JOBS –
**a)** The article below concerns library closures at federal departments. List each kind of library material that it names in its description of the disposal.
**b)** From the article on library closures, repeat the passage from "Referencing provisions of" to "Archivist of Canada." word for word.

Greens challenge legality of library destruction

In her first question of 2014 in Question Period, Elizabeth May, leader for the Green Party of Canada and MP for Saanich-Gulf Islands, today challenged the government over the legality of its recent library closures and culling of materials at the Department of Fisheries and Oceans and other departments throughout the Govt of Canada.

Referencing provisions of the Library and Archives of Canada Act, Ms. May cautioned that the department’s recent initiative to close and consolidate libraries and dispose of library materials – Including books, departmental reports, research documents and maps – was illegal if the department acted independently of the Librarian and Archivist of Canada.

Section 16 of the Library and Archives Canada Act states that: “Despite the Surplus Crown Assets Act, all publications that have become surplus to the requirements of any government institution shall be placed in the care or control of the Librarian and Archivist.” Similarly, subsection 12 (1) states that “no government or ministerial record, whether or not it is surplus property of a government institution, shall be disposed of, including by being destroyed, without the written consent of the Librarian and Archivist or of a person to whom the Librarian and Archivist has, in writing, delegated the power to give such consents.”

“Having reviewed the Library and Archives Act, and read reports of material being taken to dumpsters, or removed by people either to salvage or loot, it seems clear no effort was taken to protect the documentary heritage of Canada," said Ms May, "I have spoken to the current interim Librarian and Archivist of Canada and he confirms that he was not involved in the process. Prima facie, it appears the disposition of records and publications was illegal.”

Although the Department of Fisheries and Oceans states that the purpose of its Library Consolidation Initiative is to create greater public access to information online through ‘digitization,’ it is unclear what, if any, digitization has taken place to date. A secret departmental document obtained by Postmedia refers to ‘culling materials’ as ‘the main activities’ of the consolidation initiative, showing that digitization and greater public access to material were not the rationale for the consolidation.

ENTRIES –
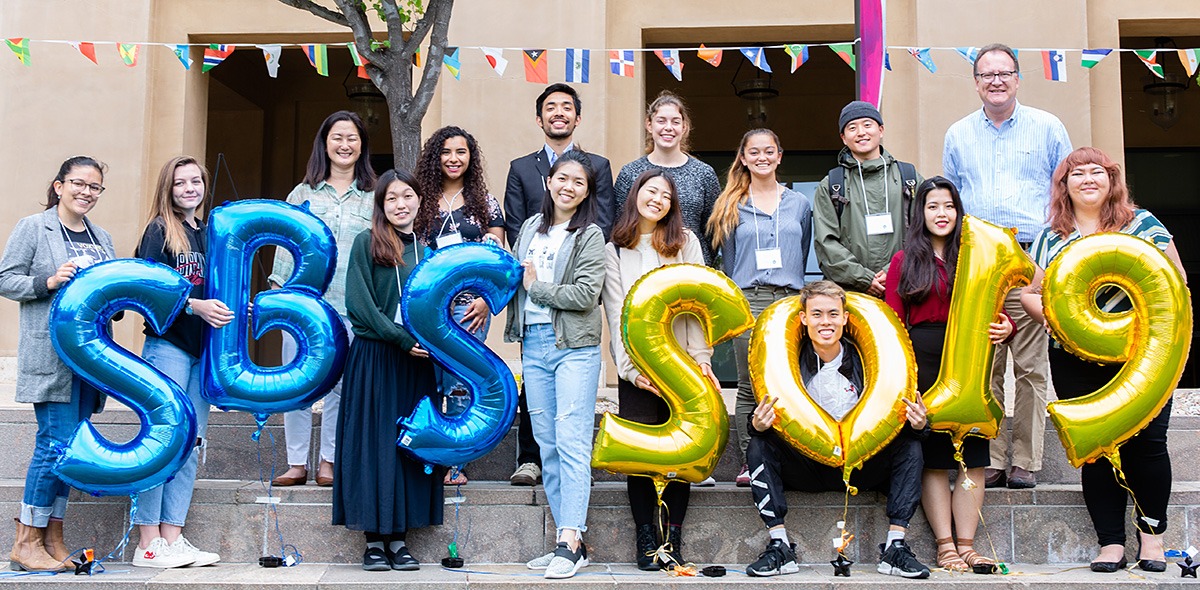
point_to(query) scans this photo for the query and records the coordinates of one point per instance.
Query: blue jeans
(168, 503)
(561, 386)
(46, 494)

SOLUTION SET –
**a)** books, departmental reports, research documents, maps

**b)**
Referencing provisions of the Library and Archives of Canada Act, Ms. May cautioned that the department’s recent initiative to close and consolidate libraries and dispose of library materials – Including books, departmental reports, research documents and maps – was illegal if the department acted independently of the Librarian and Archivist of Canada.